SET OF TASKS –
• a. In the passage on countering fraud, which well-known mathematical theory does the proposed model apply to fraud detection?
• b. From the passage on countering fraud, retype the text starting with "Based on my" and going on through "holds the key.".

SELECTED PASSAGE –
>>>>

How to counter frauds?
Based on my research, which examines how advanced statistical and probabilistic techniques could better detect fraud, sequential analysis – coupled with new technology – holds the key.
Thanks to the continuous monitoring of cardholder expenditure and information – including the time, amount and geographical coordinates of each purchase – it should be possible to develop a computer model that would calculate the probability that a purchase is fraudulent. If the probability passes a certain threshold, the card issuer would be issued an alarm.
The company could then decide to either block the card directly or undertake further investigation, such as calling the consumer.
The strength of this model, which applies a well-known mathematical theory called optimal stopping theory to fraud detection, is that it aims at either maximising an expected payoff or minimising an expected cost. In other words, all the computations would be aimed at limiting the frequency of false alarms.
My research is still underway. But, in the meantime, to reduce significantly the risk of falling victim to credit card fraud, here are some golden rules.

<<<<

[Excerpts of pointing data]
>>>>

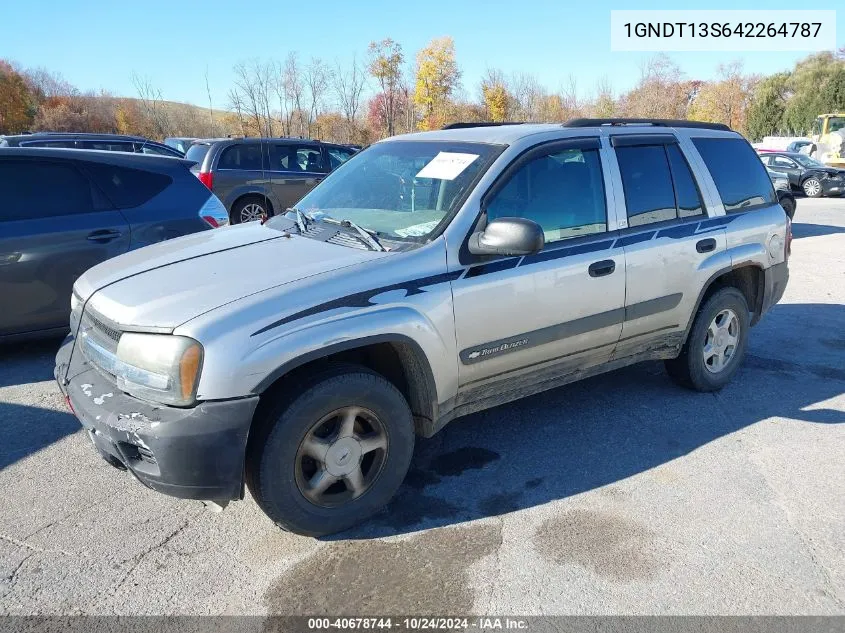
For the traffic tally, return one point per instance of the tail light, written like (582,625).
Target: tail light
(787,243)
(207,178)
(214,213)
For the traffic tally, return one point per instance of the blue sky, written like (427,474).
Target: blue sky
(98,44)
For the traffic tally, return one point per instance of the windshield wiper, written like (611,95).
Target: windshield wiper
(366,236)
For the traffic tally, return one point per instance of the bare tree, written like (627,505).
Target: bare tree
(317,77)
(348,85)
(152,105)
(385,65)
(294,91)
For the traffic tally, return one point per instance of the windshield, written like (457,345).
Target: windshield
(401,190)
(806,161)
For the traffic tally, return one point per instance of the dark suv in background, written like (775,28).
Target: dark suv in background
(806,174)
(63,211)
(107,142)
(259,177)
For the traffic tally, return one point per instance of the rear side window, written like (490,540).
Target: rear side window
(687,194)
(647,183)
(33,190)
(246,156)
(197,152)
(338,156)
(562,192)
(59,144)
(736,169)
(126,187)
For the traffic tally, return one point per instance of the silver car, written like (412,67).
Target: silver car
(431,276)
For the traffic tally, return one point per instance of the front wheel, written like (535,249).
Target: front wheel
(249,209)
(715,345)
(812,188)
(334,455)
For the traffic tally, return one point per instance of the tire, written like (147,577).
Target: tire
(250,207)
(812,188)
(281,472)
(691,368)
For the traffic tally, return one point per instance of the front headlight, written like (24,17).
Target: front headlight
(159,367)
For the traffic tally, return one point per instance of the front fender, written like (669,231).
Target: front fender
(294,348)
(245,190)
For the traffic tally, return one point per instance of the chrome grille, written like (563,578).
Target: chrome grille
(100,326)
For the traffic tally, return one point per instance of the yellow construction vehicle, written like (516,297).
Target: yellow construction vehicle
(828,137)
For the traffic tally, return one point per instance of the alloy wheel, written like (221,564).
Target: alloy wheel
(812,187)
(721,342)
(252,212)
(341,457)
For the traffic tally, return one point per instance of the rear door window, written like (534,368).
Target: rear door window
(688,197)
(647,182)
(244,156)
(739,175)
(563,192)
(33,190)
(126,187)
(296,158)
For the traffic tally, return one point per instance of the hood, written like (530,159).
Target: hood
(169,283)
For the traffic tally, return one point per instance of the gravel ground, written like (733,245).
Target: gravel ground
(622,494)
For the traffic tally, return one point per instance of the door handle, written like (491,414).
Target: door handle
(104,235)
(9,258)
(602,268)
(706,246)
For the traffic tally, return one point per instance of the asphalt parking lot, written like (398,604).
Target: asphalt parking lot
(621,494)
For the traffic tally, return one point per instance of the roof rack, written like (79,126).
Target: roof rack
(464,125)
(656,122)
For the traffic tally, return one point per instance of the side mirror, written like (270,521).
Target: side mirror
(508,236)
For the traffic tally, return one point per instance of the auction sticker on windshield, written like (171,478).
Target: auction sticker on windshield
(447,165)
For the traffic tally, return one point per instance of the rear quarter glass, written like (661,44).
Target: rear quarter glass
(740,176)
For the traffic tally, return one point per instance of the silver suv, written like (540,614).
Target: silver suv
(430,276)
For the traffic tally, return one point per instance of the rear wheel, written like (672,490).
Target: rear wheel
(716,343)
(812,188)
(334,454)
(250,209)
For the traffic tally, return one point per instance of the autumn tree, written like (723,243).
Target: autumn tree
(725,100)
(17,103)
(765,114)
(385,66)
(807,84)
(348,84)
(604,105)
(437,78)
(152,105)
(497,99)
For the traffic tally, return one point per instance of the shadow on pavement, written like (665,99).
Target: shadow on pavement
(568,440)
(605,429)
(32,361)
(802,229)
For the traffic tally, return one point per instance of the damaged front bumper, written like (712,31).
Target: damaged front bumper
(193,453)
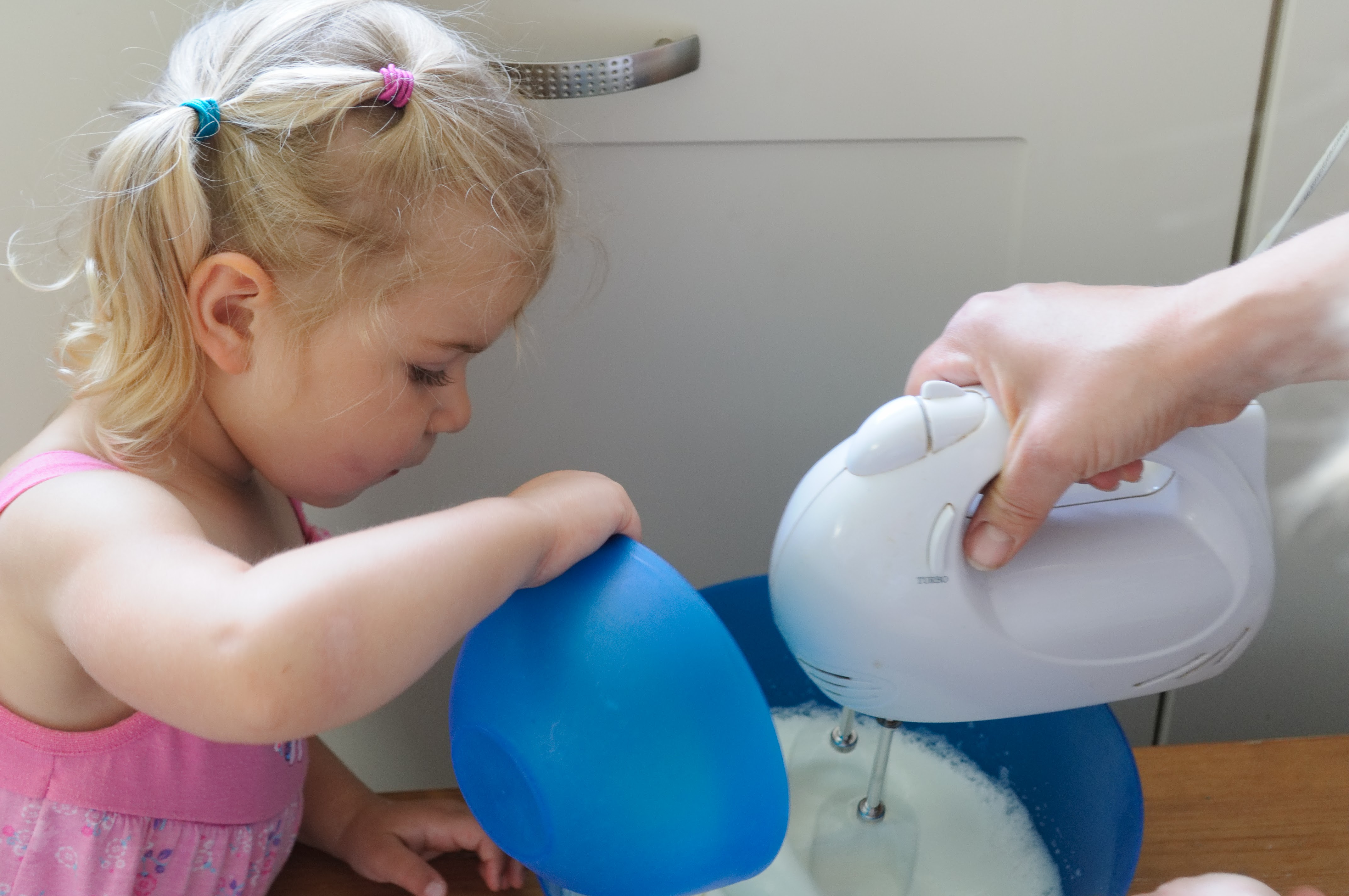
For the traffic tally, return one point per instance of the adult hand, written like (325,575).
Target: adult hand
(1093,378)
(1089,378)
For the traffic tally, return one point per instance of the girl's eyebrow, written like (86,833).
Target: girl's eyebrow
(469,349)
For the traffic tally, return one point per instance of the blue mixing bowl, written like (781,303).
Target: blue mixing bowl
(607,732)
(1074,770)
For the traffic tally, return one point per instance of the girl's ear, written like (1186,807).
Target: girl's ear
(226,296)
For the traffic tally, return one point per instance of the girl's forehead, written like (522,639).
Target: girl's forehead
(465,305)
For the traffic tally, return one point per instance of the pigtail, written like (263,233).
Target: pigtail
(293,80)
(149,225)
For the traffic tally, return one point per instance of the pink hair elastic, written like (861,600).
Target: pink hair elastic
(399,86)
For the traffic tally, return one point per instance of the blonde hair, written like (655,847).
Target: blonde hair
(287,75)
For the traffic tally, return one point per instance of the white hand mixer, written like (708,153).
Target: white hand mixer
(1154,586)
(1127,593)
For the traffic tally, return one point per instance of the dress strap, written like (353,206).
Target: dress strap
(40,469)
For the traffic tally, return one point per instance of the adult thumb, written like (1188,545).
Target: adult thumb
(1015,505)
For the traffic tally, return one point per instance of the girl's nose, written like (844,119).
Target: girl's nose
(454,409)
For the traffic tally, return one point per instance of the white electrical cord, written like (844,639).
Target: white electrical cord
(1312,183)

<<<<

WORKED SOLUTIONS –
• a. Optimal stopping theory.

• b.
Based on my research, which examines how advanced statistical and probabilistic techniques could better detect fraud, sequential analysis – coupled with new technology – holds the key.